Start of Supplied material

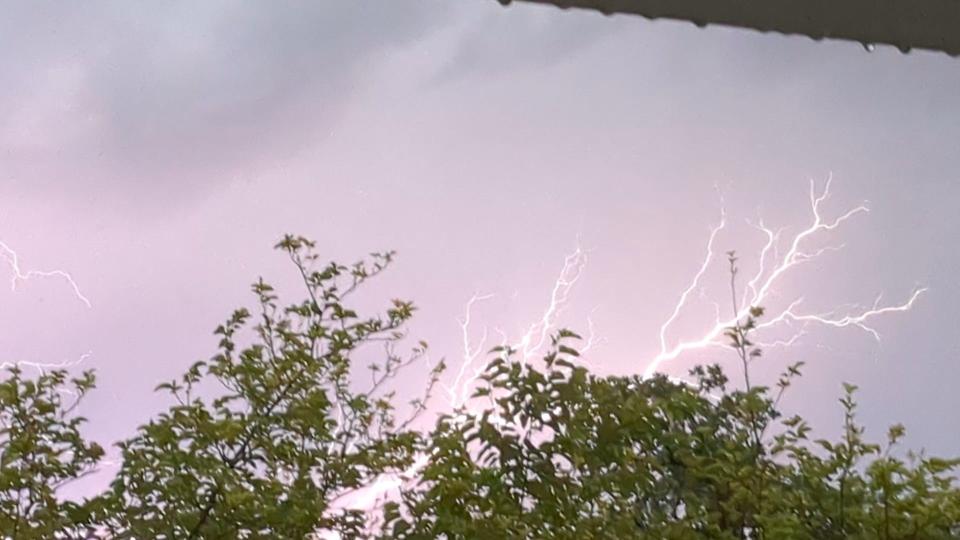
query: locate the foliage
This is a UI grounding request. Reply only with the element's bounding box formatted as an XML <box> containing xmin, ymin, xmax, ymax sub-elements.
<box><xmin>383</xmin><ymin>311</ymin><xmax>960</xmax><ymax>539</ymax></box>
<box><xmin>0</xmin><ymin>239</ymin><xmax>957</xmax><ymax>539</ymax></box>
<box><xmin>0</xmin><ymin>367</ymin><xmax>102</xmax><ymax>539</ymax></box>
<box><xmin>91</xmin><ymin>235</ymin><xmax>442</xmax><ymax>539</ymax></box>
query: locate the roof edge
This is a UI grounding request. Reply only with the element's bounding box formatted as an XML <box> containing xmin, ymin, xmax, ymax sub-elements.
<box><xmin>502</xmin><ymin>0</ymin><xmax>960</xmax><ymax>56</ymax></box>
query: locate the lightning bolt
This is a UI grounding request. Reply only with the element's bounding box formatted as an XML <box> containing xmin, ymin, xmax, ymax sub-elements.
<box><xmin>657</xmin><ymin>205</ymin><xmax>727</xmax><ymax>360</ymax></box>
<box><xmin>642</xmin><ymin>175</ymin><xmax>924</xmax><ymax>379</ymax></box>
<box><xmin>514</xmin><ymin>245</ymin><xmax>589</xmax><ymax>363</ymax></box>
<box><xmin>0</xmin><ymin>237</ymin><xmax>94</xmax><ymax>390</ymax></box>
<box><xmin>328</xmin><ymin>244</ymin><xmax>599</xmax><ymax>527</ymax></box>
<box><xmin>443</xmin><ymin>244</ymin><xmax>593</xmax><ymax>410</ymax></box>
<box><xmin>0</xmin><ymin>237</ymin><xmax>124</xmax><ymax>497</ymax></box>
<box><xmin>445</xmin><ymin>292</ymin><xmax>495</xmax><ymax>409</ymax></box>
<box><xmin>0</xmin><ymin>351</ymin><xmax>93</xmax><ymax>376</ymax></box>
<box><xmin>0</xmin><ymin>240</ymin><xmax>91</xmax><ymax>308</ymax></box>
<box><xmin>329</xmin><ymin>176</ymin><xmax>923</xmax><ymax>528</ymax></box>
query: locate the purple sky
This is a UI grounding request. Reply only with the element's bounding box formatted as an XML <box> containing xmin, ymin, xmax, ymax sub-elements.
<box><xmin>3</xmin><ymin>0</ymin><xmax>960</xmax><ymax>482</ymax></box>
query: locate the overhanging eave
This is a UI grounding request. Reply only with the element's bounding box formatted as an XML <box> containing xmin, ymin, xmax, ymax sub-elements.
<box><xmin>503</xmin><ymin>0</ymin><xmax>960</xmax><ymax>56</ymax></box>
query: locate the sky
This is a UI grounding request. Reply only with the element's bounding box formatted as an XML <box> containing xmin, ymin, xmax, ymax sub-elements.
<box><xmin>2</xmin><ymin>0</ymin><xmax>960</xmax><ymax>485</ymax></box>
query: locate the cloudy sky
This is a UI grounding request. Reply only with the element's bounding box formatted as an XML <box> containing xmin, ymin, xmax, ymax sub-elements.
<box><xmin>2</xmin><ymin>0</ymin><xmax>959</xmax><ymax>479</ymax></box>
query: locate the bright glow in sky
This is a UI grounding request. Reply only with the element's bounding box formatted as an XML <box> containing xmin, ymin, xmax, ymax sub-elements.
<box><xmin>2</xmin><ymin>1</ymin><xmax>960</xmax><ymax>494</ymax></box>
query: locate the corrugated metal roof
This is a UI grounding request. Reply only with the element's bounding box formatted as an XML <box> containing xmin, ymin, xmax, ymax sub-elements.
<box><xmin>499</xmin><ymin>0</ymin><xmax>960</xmax><ymax>56</ymax></box>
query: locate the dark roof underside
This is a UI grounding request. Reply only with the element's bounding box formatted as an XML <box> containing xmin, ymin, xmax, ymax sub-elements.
<box><xmin>504</xmin><ymin>0</ymin><xmax>960</xmax><ymax>56</ymax></box>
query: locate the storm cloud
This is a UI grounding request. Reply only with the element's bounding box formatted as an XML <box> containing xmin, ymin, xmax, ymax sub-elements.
<box><xmin>1</xmin><ymin>1</ymin><xmax>455</xmax><ymax>201</ymax></box>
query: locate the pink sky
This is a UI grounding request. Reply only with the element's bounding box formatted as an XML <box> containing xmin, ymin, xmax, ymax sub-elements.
<box><xmin>2</xmin><ymin>1</ymin><xmax>959</xmax><ymax>492</ymax></box>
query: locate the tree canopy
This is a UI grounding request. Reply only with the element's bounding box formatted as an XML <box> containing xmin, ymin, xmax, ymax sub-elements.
<box><xmin>1</xmin><ymin>237</ymin><xmax>957</xmax><ymax>539</ymax></box>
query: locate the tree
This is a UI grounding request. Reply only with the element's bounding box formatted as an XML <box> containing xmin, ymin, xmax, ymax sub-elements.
<box><xmin>94</xmin><ymin>235</ymin><xmax>440</xmax><ymax>539</ymax></box>
<box><xmin>0</xmin><ymin>237</ymin><xmax>957</xmax><ymax>539</ymax></box>
<box><xmin>0</xmin><ymin>367</ymin><xmax>103</xmax><ymax>539</ymax></box>
<box><xmin>382</xmin><ymin>302</ymin><xmax>960</xmax><ymax>539</ymax></box>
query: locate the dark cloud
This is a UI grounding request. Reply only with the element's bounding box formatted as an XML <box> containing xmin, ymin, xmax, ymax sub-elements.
<box><xmin>0</xmin><ymin>1</ymin><xmax>453</xmax><ymax>198</ymax></box>
<box><xmin>433</xmin><ymin>2</ymin><xmax>618</xmax><ymax>83</ymax></box>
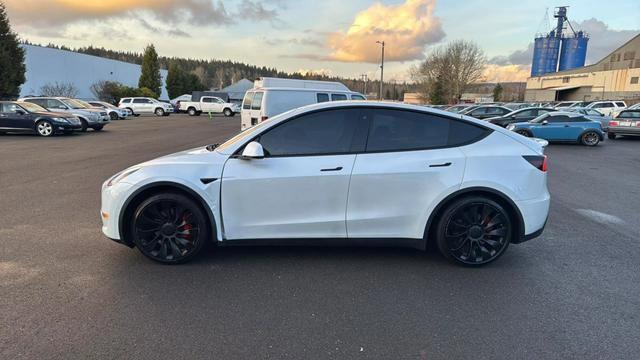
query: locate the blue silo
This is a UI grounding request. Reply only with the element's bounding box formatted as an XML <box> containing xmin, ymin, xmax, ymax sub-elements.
<box><xmin>559</xmin><ymin>31</ymin><xmax>589</xmax><ymax>71</ymax></box>
<box><xmin>531</xmin><ymin>33</ymin><xmax>562</xmax><ymax>77</ymax></box>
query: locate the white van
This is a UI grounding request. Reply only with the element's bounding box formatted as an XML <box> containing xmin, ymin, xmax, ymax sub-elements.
<box><xmin>240</xmin><ymin>78</ymin><xmax>366</xmax><ymax>130</ymax></box>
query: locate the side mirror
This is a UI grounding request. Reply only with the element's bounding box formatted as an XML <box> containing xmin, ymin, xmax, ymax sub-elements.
<box><xmin>241</xmin><ymin>141</ymin><xmax>264</xmax><ymax>159</ymax></box>
<box><xmin>542</xmin><ymin>120</ymin><xmax>549</xmax><ymax>125</ymax></box>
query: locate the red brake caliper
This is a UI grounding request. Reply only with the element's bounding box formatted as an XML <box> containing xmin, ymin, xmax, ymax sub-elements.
<box><xmin>178</xmin><ymin>213</ymin><xmax>193</xmax><ymax>239</ymax></box>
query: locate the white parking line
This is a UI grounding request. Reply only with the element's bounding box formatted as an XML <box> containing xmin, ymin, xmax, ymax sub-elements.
<box><xmin>575</xmin><ymin>209</ymin><xmax>625</xmax><ymax>225</ymax></box>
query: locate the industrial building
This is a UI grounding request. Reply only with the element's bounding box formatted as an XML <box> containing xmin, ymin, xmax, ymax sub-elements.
<box><xmin>20</xmin><ymin>44</ymin><xmax>169</xmax><ymax>100</ymax></box>
<box><xmin>525</xmin><ymin>7</ymin><xmax>640</xmax><ymax>102</ymax></box>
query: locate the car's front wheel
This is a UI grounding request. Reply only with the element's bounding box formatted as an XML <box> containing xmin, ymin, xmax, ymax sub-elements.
<box><xmin>223</xmin><ymin>108</ymin><xmax>234</xmax><ymax>117</ymax></box>
<box><xmin>581</xmin><ymin>131</ymin><xmax>600</xmax><ymax>146</ymax></box>
<box><xmin>36</xmin><ymin>120</ymin><xmax>54</xmax><ymax>137</ymax></box>
<box><xmin>109</xmin><ymin>112</ymin><xmax>119</xmax><ymax>120</ymax></box>
<box><xmin>435</xmin><ymin>196</ymin><xmax>512</xmax><ymax>266</ymax></box>
<box><xmin>131</xmin><ymin>193</ymin><xmax>209</xmax><ymax>264</ymax></box>
<box><xmin>155</xmin><ymin>108</ymin><xmax>165</xmax><ymax>117</ymax></box>
<box><xmin>79</xmin><ymin>119</ymin><xmax>88</xmax><ymax>132</ymax></box>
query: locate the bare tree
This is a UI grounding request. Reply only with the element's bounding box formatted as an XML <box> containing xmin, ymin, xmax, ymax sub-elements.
<box><xmin>40</xmin><ymin>82</ymin><xmax>79</xmax><ymax>98</ymax></box>
<box><xmin>412</xmin><ymin>40</ymin><xmax>486</xmax><ymax>104</ymax></box>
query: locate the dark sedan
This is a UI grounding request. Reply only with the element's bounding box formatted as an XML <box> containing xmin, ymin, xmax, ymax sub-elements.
<box><xmin>461</xmin><ymin>105</ymin><xmax>512</xmax><ymax>120</ymax></box>
<box><xmin>0</xmin><ymin>101</ymin><xmax>82</xmax><ymax>137</ymax></box>
<box><xmin>485</xmin><ymin>107</ymin><xmax>556</xmax><ymax>127</ymax></box>
<box><xmin>608</xmin><ymin>110</ymin><xmax>640</xmax><ymax>139</ymax></box>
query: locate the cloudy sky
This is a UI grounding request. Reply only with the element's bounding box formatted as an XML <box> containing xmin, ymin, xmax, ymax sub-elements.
<box><xmin>4</xmin><ymin>0</ymin><xmax>640</xmax><ymax>82</ymax></box>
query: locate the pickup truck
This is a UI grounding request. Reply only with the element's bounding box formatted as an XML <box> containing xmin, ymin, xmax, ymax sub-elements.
<box><xmin>179</xmin><ymin>96</ymin><xmax>240</xmax><ymax>117</ymax></box>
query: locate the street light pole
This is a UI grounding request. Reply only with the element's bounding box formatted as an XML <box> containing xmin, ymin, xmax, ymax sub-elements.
<box><xmin>376</xmin><ymin>40</ymin><xmax>385</xmax><ymax>100</ymax></box>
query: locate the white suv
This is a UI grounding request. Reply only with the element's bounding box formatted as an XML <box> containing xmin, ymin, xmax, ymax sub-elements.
<box><xmin>586</xmin><ymin>101</ymin><xmax>627</xmax><ymax>116</ymax></box>
<box><xmin>118</xmin><ymin>97</ymin><xmax>174</xmax><ymax>117</ymax></box>
<box><xmin>101</xmin><ymin>102</ymin><xmax>550</xmax><ymax>266</ymax></box>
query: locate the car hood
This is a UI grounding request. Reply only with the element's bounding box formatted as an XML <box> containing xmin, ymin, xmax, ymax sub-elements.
<box><xmin>139</xmin><ymin>146</ymin><xmax>225</xmax><ymax>167</ymax></box>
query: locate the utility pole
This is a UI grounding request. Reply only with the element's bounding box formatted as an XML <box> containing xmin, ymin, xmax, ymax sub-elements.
<box><xmin>376</xmin><ymin>40</ymin><xmax>385</xmax><ymax>100</ymax></box>
<box><xmin>360</xmin><ymin>74</ymin><xmax>368</xmax><ymax>95</ymax></box>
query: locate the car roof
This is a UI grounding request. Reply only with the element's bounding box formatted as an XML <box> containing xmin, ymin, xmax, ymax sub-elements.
<box><xmin>545</xmin><ymin>111</ymin><xmax>583</xmax><ymax>117</ymax></box>
<box><xmin>249</xmin><ymin>87</ymin><xmax>361</xmax><ymax>94</ymax></box>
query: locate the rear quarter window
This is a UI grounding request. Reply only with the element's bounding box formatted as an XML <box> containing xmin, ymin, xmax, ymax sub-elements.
<box><xmin>251</xmin><ymin>92</ymin><xmax>264</xmax><ymax>110</ymax></box>
<box><xmin>242</xmin><ymin>92</ymin><xmax>254</xmax><ymax>110</ymax></box>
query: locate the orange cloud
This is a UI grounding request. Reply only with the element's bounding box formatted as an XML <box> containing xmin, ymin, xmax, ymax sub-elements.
<box><xmin>483</xmin><ymin>64</ymin><xmax>531</xmax><ymax>83</ymax></box>
<box><xmin>326</xmin><ymin>0</ymin><xmax>444</xmax><ymax>63</ymax></box>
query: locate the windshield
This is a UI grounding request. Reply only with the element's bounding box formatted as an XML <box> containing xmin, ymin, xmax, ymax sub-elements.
<box><xmin>62</xmin><ymin>99</ymin><xmax>88</xmax><ymax>109</ymax></box>
<box><xmin>100</xmin><ymin>102</ymin><xmax>118</xmax><ymax>109</ymax></box>
<box><xmin>19</xmin><ymin>102</ymin><xmax>48</xmax><ymax>113</ymax></box>
<box><xmin>530</xmin><ymin>113</ymin><xmax>550</xmax><ymax>123</ymax></box>
<box><xmin>75</xmin><ymin>100</ymin><xmax>94</xmax><ymax>108</ymax></box>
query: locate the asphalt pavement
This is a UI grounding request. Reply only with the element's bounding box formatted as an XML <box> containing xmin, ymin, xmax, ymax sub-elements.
<box><xmin>1</xmin><ymin>114</ymin><xmax>639</xmax><ymax>359</ymax></box>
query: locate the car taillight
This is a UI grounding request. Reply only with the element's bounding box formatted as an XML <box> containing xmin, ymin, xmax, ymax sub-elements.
<box><xmin>523</xmin><ymin>155</ymin><xmax>547</xmax><ymax>172</ymax></box>
<box><xmin>261</xmin><ymin>116</ymin><xmax>269</xmax><ymax>122</ymax></box>
<box><xmin>609</xmin><ymin>120</ymin><xmax>618</xmax><ymax>127</ymax></box>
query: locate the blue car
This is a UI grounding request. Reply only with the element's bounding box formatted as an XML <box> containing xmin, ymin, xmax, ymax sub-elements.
<box><xmin>506</xmin><ymin>112</ymin><xmax>605</xmax><ymax>146</ymax></box>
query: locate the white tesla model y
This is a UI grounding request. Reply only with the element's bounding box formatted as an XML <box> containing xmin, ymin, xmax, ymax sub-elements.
<box><xmin>101</xmin><ymin>102</ymin><xmax>550</xmax><ymax>266</ymax></box>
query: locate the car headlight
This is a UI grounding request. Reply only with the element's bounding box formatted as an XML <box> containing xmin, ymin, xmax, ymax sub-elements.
<box><xmin>51</xmin><ymin>117</ymin><xmax>70</xmax><ymax>124</ymax></box>
<box><xmin>106</xmin><ymin>168</ymin><xmax>140</xmax><ymax>187</ymax></box>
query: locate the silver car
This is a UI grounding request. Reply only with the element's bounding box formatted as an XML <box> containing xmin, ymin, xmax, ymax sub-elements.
<box><xmin>19</xmin><ymin>97</ymin><xmax>111</xmax><ymax>132</ymax></box>
<box><xmin>86</xmin><ymin>100</ymin><xmax>131</xmax><ymax>120</ymax></box>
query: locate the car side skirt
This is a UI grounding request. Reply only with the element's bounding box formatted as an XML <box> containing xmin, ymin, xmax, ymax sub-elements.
<box><xmin>219</xmin><ymin>237</ymin><xmax>426</xmax><ymax>250</ymax></box>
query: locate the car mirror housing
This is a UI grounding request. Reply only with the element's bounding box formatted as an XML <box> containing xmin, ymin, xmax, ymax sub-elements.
<box><xmin>241</xmin><ymin>141</ymin><xmax>264</xmax><ymax>159</ymax></box>
<box><xmin>542</xmin><ymin>120</ymin><xmax>549</xmax><ymax>125</ymax></box>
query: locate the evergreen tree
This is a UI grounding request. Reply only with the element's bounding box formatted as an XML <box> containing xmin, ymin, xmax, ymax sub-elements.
<box><xmin>138</xmin><ymin>44</ymin><xmax>162</xmax><ymax>98</ymax></box>
<box><xmin>0</xmin><ymin>2</ymin><xmax>26</xmax><ymax>99</ymax></box>
<box><xmin>165</xmin><ymin>61</ymin><xmax>186</xmax><ymax>99</ymax></box>
<box><xmin>493</xmin><ymin>83</ymin><xmax>503</xmax><ymax>102</ymax></box>
<box><xmin>429</xmin><ymin>76</ymin><xmax>446</xmax><ymax>105</ymax></box>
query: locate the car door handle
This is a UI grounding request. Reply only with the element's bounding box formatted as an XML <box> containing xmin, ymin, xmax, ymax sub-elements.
<box><xmin>429</xmin><ymin>162</ymin><xmax>452</xmax><ymax>168</ymax></box>
<box><xmin>321</xmin><ymin>166</ymin><xmax>343</xmax><ymax>172</ymax></box>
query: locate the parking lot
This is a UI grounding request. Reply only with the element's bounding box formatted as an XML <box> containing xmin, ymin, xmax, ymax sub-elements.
<box><xmin>1</xmin><ymin>114</ymin><xmax>639</xmax><ymax>359</ymax></box>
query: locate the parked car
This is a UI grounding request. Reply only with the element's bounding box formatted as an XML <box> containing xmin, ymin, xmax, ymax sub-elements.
<box><xmin>607</xmin><ymin>109</ymin><xmax>640</xmax><ymax>139</ymax></box>
<box><xmin>507</xmin><ymin>112</ymin><xmax>604</xmax><ymax>146</ymax></box>
<box><xmin>564</xmin><ymin>107</ymin><xmax>611</xmax><ymax>131</ymax></box>
<box><xmin>486</xmin><ymin>107</ymin><xmax>556</xmax><ymax>127</ymax></box>
<box><xmin>0</xmin><ymin>101</ymin><xmax>81</xmax><ymax>136</ymax></box>
<box><xmin>101</xmin><ymin>101</ymin><xmax>550</xmax><ymax>266</ymax></box>
<box><xmin>170</xmin><ymin>94</ymin><xmax>192</xmax><ymax>109</ymax></box>
<box><xmin>118</xmin><ymin>97</ymin><xmax>174</xmax><ymax>117</ymax></box>
<box><xmin>554</xmin><ymin>101</ymin><xmax>581</xmax><ymax>108</ymax></box>
<box><xmin>461</xmin><ymin>105</ymin><xmax>512</xmax><ymax>120</ymax></box>
<box><xmin>586</xmin><ymin>100</ymin><xmax>627</xmax><ymax>116</ymax></box>
<box><xmin>444</xmin><ymin>104</ymin><xmax>473</xmax><ymax>113</ymax></box>
<box><xmin>19</xmin><ymin>97</ymin><xmax>110</xmax><ymax>132</ymax></box>
<box><xmin>503</xmin><ymin>103</ymin><xmax>531</xmax><ymax>110</ymax></box>
<box><xmin>180</xmin><ymin>96</ymin><xmax>240</xmax><ymax>117</ymax></box>
<box><xmin>611</xmin><ymin>102</ymin><xmax>639</xmax><ymax>118</ymax></box>
<box><xmin>87</xmin><ymin>101</ymin><xmax>131</xmax><ymax>120</ymax></box>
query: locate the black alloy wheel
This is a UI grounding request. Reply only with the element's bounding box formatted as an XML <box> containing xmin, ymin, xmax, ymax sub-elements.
<box><xmin>436</xmin><ymin>197</ymin><xmax>512</xmax><ymax>266</ymax></box>
<box><xmin>110</xmin><ymin>112</ymin><xmax>119</xmax><ymax>120</ymax></box>
<box><xmin>131</xmin><ymin>193</ymin><xmax>208</xmax><ymax>264</ymax></box>
<box><xmin>581</xmin><ymin>131</ymin><xmax>600</xmax><ymax>146</ymax></box>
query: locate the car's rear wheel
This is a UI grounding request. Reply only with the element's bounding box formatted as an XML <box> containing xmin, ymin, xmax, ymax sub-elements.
<box><xmin>515</xmin><ymin>129</ymin><xmax>530</xmax><ymax>137</ymax></box>
<box><xmin>188</xmin><ymin>108</ymin><xmax>198</xmax><ymax>116</ymax></box>
<box><xmin>581</xmin><ymin>131</ymin><xmax>600</xmax><ymax>146</ymax></box>
<box><xmin>435</xmin><ymin>196</ymin><xmax>512</xmax><ymax>266</ymax></box>
<box><xmin>607</xmin><ymin>132</ymin><xmax>616</xmax><ymax>140</ymax></box>
<box><xmin>155</xmin><ymin>108</ymin><xmax>165</xmax><ymax>117</ymax></box>
<box><xmin>36</xmin><ymin>120</ymin><xmax>54</xmax><ymax>137</ymax></box>
<box><xmin>131</xmin><ymin>193</ymin><xmax>209</xmax><ymax>264</ymax></box>
<box><xmin>223</xmin><ymin>108</ymin><xmax>233</xmax><ymax>117</ymax></box>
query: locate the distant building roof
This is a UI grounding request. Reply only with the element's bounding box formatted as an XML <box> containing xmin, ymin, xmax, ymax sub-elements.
<box><xmin>221</xmin><ymin>79</ymin><xmax>254</xmax><ymax>100</ymax></box>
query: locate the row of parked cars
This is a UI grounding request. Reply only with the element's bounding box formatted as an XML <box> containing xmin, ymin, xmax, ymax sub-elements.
<box><xmin>0</xmin><ymin>96</ymin><xmax>179</xmax><ymax>137</ymax></box>
<box><xmin>427</xmin><ymin>100</ymin><xmax>640</xmax><ymax>147</ymax></box>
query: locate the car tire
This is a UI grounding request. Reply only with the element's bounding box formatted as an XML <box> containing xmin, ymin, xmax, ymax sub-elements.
<box><xmin>515</xmin><ymin>129</ymin><xmax>530</xmax><ymax>137</ymax></box>
<box><xmin>126</xmin><ymin>108</ymin><xmax>137</xmax><ymax>117</ymax></box>
<box><xmin>580</xmin><ymin>131</ymin><xmax>600</xmax><ymax>146</ymax></box>
<box><xmin>35</xmin><ymin>120</ymin><xmax>54</xmax><ymax>137</ymax></box>
<box><xmin>79</xmin><ymin>118</ymin><xmax>88</xmax><ymax>132</ymax></box>
<box><xmin>155</xmin><ymin>108</ymin><xmax>165</xmax><ymax>117</ymax></box>
<box><xmin>93</xmin><ymin>125</ymin><xmax>104</xmax><ymax>131</ymax></box>
<box><xmin>109</xmin><ymin>112</ymin><xmax>119</xmax><ymax>120</ymax></box>
<box><xmin>131</xmin><ymin>192</ymin><xmax>210</xmax><ymax>264</ymax></box>
<box><xmin>223</xmin><ymin>108</ymin><xmax>234</xmax><ymax>117</ymax></box>
<box><xmin>607</xmin><ymin>133</ymin><xmax>616</xmax><ymax>140</ymax></box>
<box><xmin>188</xmin><ymin>108</ymin><xmax>198</xmax><ymax>116</ymax></box>
<box><xmin>435</xmin><ymin>196</ymin><xmax>512</xmax><ymax>266</ymax></box>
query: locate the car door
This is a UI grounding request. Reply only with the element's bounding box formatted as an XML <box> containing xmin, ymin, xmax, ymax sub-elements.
<box><xmin>200</xmin><ymin>97</ymin><xmax>215</xmax><ymax>112</ymax></box>
<box><xmin>346</xmin><ymin>108</ymin><xmax>471</xmax><ymax>239</ymax></box>
<box><xmin>212</xmin><ymin>97</ymin><xmax>225</xmax><ymax>113</ymax></box>
<box><xmin>533</xmin><ymin>115</ymin><xmax>571</xmax><ymax>140</ymax></box>
<box><xmin>221</xmin><ymin>108</ymin><xmax>368</xmax><ymax>240</ymax></box>
<box><xmin>0</xmin><ymin>103</ymin><xmax>13</xmax><ymax>129</ymax></box>
<box><xmin>2</xmin><ymin>103</ymin><xmax>32</xmax><ymax>130</ymax></box>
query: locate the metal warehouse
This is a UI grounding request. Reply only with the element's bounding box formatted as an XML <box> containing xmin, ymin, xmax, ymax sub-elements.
<box><xmin>20</xmin><ymin>44</ymin><xmax>169</xmax><ymax>100</ymax></box>
<box><xmin>525</xmin><ymin>34</ymin><xmax>640</xmax><ymax>102</ymax></box>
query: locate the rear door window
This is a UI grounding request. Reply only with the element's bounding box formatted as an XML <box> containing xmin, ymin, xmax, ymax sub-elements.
<box><xmin>242</xmin><ymin>92</ymin><xmax>254</xmax><ymax>110</ymax></box>
<box><xmin>251</xmin><ymin>92</ymin><xmax>263</xmax><ymax>110</ymax></box>
<box><xmin>316</xmin><ymin>93</ymin><xmax>330</xmax><ymax>103</ymax></box>
<box><xmin>331</xmin><ymin>93</ymin><xmax>348</xmax><ymax>101</ymax></box>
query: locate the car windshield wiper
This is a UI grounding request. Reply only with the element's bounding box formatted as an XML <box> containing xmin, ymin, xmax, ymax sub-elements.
<box><xmin>206</xmin><ymin>144</ymin><xmax>220</xmax><ymax>151</ymax></box>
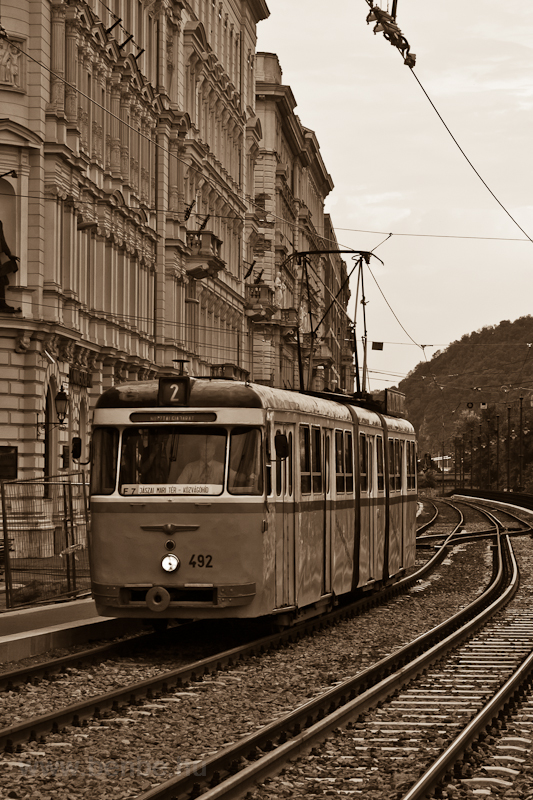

End of Supplied material

• Work to be completed
Report all lines in the records that include the string "metal".

• Your solution
query: locate the corrugated metal roof
query: locate the metal warehouse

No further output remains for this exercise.